Please reproduce the records from their start through the line containing "[634,358,646,380]", inclusive, changing "query string" to "search phrase" and leaving everything else unchanged.

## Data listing
========

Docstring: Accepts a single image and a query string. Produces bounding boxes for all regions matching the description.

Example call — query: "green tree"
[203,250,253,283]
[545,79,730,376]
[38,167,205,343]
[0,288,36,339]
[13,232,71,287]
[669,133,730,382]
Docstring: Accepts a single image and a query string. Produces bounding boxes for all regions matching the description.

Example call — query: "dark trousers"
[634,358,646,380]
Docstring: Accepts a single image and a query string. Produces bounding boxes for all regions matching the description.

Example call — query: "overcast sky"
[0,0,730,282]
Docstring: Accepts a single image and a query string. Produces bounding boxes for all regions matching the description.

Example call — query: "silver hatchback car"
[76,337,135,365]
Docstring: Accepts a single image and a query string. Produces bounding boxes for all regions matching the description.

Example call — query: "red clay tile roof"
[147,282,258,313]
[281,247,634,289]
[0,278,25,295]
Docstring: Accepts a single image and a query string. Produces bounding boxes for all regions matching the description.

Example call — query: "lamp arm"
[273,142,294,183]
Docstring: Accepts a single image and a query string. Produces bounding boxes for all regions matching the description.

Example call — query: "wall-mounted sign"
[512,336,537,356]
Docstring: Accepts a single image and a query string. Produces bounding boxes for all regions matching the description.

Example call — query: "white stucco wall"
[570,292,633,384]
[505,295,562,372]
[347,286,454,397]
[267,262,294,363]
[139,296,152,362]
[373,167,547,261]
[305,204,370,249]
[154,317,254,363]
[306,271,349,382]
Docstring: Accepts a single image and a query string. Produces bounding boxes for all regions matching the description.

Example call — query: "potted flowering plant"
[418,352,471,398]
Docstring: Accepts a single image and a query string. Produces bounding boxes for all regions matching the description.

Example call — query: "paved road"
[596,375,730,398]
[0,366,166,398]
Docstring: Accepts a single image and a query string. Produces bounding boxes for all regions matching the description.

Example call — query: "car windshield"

========

## Exercise solution
Docstring: Accepts a single image and a search phrase. Produces bounding boxes for all regions matching the description.

Example call — query: "green tree"
[203,250,253,283]
[545,79,730,376]
[38,167,205,343]
[0,288,36,339]
[13,232,71,287]
[669,133,730,382]
Docstring: Accepts a single image and a search phrase. Produces bounding boxes for all regions matching the description.

Example call — query: "dark trousers"
[634,358,646,380]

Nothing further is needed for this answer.